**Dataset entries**
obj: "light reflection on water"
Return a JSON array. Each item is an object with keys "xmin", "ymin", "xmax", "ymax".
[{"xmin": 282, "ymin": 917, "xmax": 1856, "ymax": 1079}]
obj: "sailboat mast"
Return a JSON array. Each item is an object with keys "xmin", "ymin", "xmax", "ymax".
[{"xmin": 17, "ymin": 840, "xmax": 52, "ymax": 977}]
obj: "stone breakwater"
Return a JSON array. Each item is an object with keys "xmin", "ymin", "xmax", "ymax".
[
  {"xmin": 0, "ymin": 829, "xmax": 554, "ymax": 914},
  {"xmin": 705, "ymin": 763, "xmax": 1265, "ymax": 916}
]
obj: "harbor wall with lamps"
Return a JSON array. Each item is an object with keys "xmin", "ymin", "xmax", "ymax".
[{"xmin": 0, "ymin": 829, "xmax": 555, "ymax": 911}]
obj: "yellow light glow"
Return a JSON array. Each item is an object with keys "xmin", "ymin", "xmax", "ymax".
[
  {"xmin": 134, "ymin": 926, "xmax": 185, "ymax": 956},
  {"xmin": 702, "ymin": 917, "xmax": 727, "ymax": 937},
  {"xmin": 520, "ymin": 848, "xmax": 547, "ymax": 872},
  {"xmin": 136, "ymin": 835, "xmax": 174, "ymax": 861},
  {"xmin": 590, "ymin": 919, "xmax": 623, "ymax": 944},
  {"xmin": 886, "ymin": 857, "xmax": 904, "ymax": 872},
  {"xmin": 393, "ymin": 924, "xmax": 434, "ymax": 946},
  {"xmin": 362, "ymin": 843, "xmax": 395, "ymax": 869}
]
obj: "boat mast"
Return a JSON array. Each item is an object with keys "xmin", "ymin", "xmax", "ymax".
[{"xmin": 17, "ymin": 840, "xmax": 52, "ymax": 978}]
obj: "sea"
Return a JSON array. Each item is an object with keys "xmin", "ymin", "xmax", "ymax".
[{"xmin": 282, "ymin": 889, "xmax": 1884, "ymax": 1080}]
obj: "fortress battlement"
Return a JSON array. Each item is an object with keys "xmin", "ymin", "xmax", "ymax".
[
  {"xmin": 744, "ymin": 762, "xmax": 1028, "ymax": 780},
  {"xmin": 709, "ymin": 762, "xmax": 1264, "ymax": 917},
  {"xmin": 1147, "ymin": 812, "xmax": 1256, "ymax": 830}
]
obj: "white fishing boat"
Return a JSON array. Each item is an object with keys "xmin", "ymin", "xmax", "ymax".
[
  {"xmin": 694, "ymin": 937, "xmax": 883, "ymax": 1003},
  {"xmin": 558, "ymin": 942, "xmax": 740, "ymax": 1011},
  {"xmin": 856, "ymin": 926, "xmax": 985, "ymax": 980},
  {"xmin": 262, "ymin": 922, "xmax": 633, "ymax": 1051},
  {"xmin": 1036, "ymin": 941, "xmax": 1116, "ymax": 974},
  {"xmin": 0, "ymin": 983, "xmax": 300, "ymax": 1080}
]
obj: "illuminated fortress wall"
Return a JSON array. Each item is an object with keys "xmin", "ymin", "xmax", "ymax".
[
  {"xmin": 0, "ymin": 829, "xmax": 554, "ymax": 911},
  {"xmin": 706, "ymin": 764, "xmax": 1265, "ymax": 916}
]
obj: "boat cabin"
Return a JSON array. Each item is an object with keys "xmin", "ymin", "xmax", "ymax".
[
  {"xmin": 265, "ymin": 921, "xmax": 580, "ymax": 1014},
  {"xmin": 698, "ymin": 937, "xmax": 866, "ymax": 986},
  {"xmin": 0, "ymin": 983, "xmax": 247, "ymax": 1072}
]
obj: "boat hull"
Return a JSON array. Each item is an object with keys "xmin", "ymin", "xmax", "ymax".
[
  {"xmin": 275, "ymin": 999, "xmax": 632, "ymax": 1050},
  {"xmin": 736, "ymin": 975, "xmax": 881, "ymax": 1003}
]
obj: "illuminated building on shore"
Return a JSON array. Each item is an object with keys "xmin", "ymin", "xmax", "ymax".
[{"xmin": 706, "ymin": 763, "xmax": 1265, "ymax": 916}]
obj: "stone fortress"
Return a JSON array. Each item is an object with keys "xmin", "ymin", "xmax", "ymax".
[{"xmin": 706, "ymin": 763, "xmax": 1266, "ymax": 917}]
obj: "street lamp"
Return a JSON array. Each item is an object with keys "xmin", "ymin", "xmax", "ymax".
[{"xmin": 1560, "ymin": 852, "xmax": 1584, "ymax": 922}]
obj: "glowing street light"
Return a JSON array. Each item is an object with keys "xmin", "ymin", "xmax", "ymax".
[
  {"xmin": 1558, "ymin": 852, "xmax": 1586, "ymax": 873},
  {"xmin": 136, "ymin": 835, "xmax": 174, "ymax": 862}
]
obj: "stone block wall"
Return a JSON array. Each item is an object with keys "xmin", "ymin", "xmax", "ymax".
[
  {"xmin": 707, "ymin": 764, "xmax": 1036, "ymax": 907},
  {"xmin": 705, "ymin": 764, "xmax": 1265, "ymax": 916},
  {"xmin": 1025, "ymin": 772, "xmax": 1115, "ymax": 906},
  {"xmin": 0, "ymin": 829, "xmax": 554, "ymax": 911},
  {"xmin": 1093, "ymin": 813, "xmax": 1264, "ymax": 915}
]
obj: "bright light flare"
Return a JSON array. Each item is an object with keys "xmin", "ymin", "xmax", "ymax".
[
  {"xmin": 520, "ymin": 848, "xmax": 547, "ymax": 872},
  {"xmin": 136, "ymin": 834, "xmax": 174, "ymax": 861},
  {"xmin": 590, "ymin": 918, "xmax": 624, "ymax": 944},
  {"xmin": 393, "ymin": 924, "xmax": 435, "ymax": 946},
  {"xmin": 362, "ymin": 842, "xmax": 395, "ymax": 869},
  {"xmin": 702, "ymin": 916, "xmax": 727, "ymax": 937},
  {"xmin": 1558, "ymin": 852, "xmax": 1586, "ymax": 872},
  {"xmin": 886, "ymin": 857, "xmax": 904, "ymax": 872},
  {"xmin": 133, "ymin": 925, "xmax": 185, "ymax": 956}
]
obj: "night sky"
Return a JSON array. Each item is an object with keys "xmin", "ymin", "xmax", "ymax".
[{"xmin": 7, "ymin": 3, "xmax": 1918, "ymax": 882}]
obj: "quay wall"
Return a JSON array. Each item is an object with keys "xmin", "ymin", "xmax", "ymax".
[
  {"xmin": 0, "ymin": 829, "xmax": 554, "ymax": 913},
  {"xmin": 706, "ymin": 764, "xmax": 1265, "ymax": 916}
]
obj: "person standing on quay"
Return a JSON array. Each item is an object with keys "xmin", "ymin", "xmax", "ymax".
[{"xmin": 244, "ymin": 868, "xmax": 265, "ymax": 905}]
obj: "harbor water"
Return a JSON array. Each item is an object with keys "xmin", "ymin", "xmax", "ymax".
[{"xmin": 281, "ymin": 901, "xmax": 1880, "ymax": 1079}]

**Work item**
Please give each line above again, word for word.

**Written answer**
obj: "light reflection on water"
Return a JSON array. Each item is an object with keys "xmin", "ymin", "xmax", "ymax".
[{"xmin": 282, "ymin": 917, "xmax": 1856, "ymax": 1079}]
obj: "sailboat mast"
Return a JSON array. Each item is an object with keys "xmin", "ymin", "xmax", "ymax".
[{"xmin": 17, "ymin": 840, "xmax": 52, "ymax": 977}]
obj: "stone breakwater"
Return a JSON array. Each item is an object with keys "xmin", "ymin", "xmax", "ymax".
[
  {"xmin": 0, "ymin": 829, "xmax": 554, "ymax": 914},
  {"xmin": 705, "ymin": 763, "xmax": 1265, "ymax": 916}
]
obj: "harbor wall with lamps"
Return a JSON array. Each item is an object with keys "xmin", "ymin", "xmax", "ymax".
[{"xmin": 0, "ymin": 829, "xmax": 555, "ymax": 911}]
obj: "yellow light glow"
Return a JSON array. Each item is an object with keys "xmin", "ymin", "xmax", "ymax".
[
  {"xmin": 134, "ymin": 926, "xmax": 185, "ymax": 956},
  {"xmin": 702, "ymin": 917, "xmax": 727, "ymax": 937},
  {"xmin": 520, "ymin": 848, "xmax": 547, "ymax": 872},
  {"xmin": 136, "ymin": 835, "xmax": 174, "ymax": 861},
  {"xmin": 590, "ymin": 919, "xmax": 623, "ymax": 944},
  {"xmin": 886, "ymin": 857, "xmax": 904, "ymax": 872},
  {"xmin": 393, "ymin": 924, "xmax": 434, "ymax": 946},
  {"xmin": 362, "ymin": 843, "xmax": 395, "ymax": 869}
]
obj: "boat mast"
Return a JSON array. Each item is an object with keys "xmin", "ymin", "xmax", "ymax".
[{"xmin": 17, "ymin": 840, "xmax": 52, "ymax": 978}]
obj: "sea"
Return a JSON array. Each item is an object with keys "xmin", "ymin", "xmax", "ymax".
[{"xmin": 282, "ymin": 889, "xmax": 1884, "ymax": 1080}]
obj: "fortress battlement"
Return a JSON array. Each item is an object with keys "xmin", "ymin", "xmax", "ymax".
[
  {"xmin": 744, "ymin": 762, "xmax": 1028, "ymax": 780},
  {"xmin": 709, "ymin": 762, "xmax": 1264, "ymax": 917},
  {"xmin": 1147, "ymin": 812, "xmax": 1256, "ymax": 830}
]
obj: "white fishing boat"
Return a JSON array. Each item is an object with keys "xmin", "ymin", "xmax", "ymax".
[
  {"xmin": 694, "ymin": 937, "xmax": 883, "ymax": 1003},
  {"xmin": 558, "ymin": 942, "xmax": 740, "ymax": 1011},
  {"xmin": 856, "ymin": 926, "xmax": 985, "ymax": 980},
  {"xmin": 262, "ymin": 922, "xmax": 633, "ymax": 1051},
  {"xmin": 1036, "ymin": 941, "xmax": 1116, "ymax": 974},
  {"xmin": 0, "ymin": 983, "xmax": 300, "ymax": 1080}
]
obj: "illuminated fortress wall"
Return a JSON array. Each item is an object with keys "xmin", "ymin", "xmax", "ymax".
[
  {"xmin": 0, "ymin": 829, "xmax": 554, "ymax": 911},
  {"xmin": 706, "ymin": 764, "xmax": 1265, "ymax": 916}
]
obj: "boat cabin"
Return a JSON array. Each item is an object with keys "xmin", "ymin", "xmax", "ymax".
[
  {"xmin": 265, "ymin": 921, "xmax": 580, "ymax": 1014},
  {"xmin": 698, "ymin": 937, "xmax": 866, "ymax": 986},
  {"xmin": 0, "ymin": 983, "xmax": 247, "ymax": 1072}
]
obj: "boat hull"
Return a JSON array. Each item is an object with keys "xmin", "ymin", "xmax", "ymax".
[
  {"xmin": 275, "ymin": 999, "xmax": 632, "ymax": 1050},
  {"xmin": 736, "ymin": 975, "xmax": 881, "ymax": 1003}
]
obj: "illuminated building on shore"
Return a JSON array. Each item is an object with keys "xmin", "ymin", "xmax", "ymax".
[{"xmin": 706, "ymin": 763, "xmax": 1265, "ymax": 916}]
obj: "stone fortress"
Return a JSON array. Each item is an object with keys "xmin", "ymin", "xmax", "ymax".
[{"xmin": 706, "ymin": 763, "xmax": 1266, "ymax": 917}]
obj: "street lamp"
Return a JSON array. Each item is an object with keys "xmin", "ymin", "xmax", "ymax".
[{"xmin": 1560, "ymin": 852, "xmax": 1584, "ymax": 922}]
obj: "glowing street light"
Return a JSON array. Each item is an object with keys "xmin", "ymin", "xmax", "ymax".
[
  {"xmin": 1558, "ymin": 852, "xmax": 1586, "ymax": 873},
  {"xmin": 136, "ymin": 835, "xmax": 174, "ymax": 862}
]
obj: "stone block wall"
Return a JSON array. Each item is an object with keys "xmin", "ymin", "xmax", "ymax".
[
  {"xmin": 707, "ymin": 764, "xmax": 1036, "ymax": 907},
  {"xmin": 705, "ymin": 764, "xmax": 1265, "ymax": 916},
  {"xmin": 1025, "ymin": 772, "xmax": 1115, "ymax": 906},
  {"xmin": 0, "ymin": 829, "xmax": 554, "ymax": 911},
  {"xmin": 1093, "ymin": 813, "xmax": 1264, "ymax": 915}
]
obj: "bright light flare"
Return a JSON array. Each item is an object with keys "xmin", "ymin", "xmax", "ymax".
[
  {"xmin": 520, "ymin": 848, "xmax": 547, "ymax": 872},
  {"xmin": 136, "ymin": 834, "xmax": 174, "ymax": 861},
  {"xmin": 590, "ymin": 918, "xmax": 624, "ymax": 944},
  {"xmin": 393, "ymin": 924, "xmax": 435, "ymax": 946},
  {"xmin": 362, "ymin": 842, "xmax": 395, "ymax": 869},
  {"xmin": 702, "ymin": 916, "xmax": 727, "ymax": 937},
  {"xmin": 1558, "ymin": 852, "xmax": 1586, "ymax": 872},
  {"xmin": 886, "ymin": 857, "xmax": 904, "ymax": 872},
  {"xmin": 133, "ymin": 925, "xmax": 185, "ymax": 956}
]
obj: "night sky"
Return a JSON array. Each item is an object with keys "xmin", "ymin", "xmax", "ymax".
[{"xmin": 7, "ymin": 3, "xmax": 1918, "ymax": 882}]
obj: "quay wall"
Return a JSON array. Each item is an object with keys "xmin", "ymin", "xmax", "ymax".
[
  {"xmin": 0, "ymin": 829, "xmax": 554, "ymax": 913},
  {"xmin": 706, "ymin": 764, "xmax": 1265, "ymax": 916}
]
obj: "person standing on quay"
Return a JSON array. Each item is an object with keys "xmin", "ymin", "xmax", "ymax".
[{"xmin": 244, "ymin": 868, "xmax": 265, "ymax": 905}]
obj: "harbor water"
Return a JSON array. Each item is an object with keys "xmin", "ymin", "xmax", "ymax".
[{"xmin": 281, "ymin": 901, "xmax": 1880, "ymax": 1079}]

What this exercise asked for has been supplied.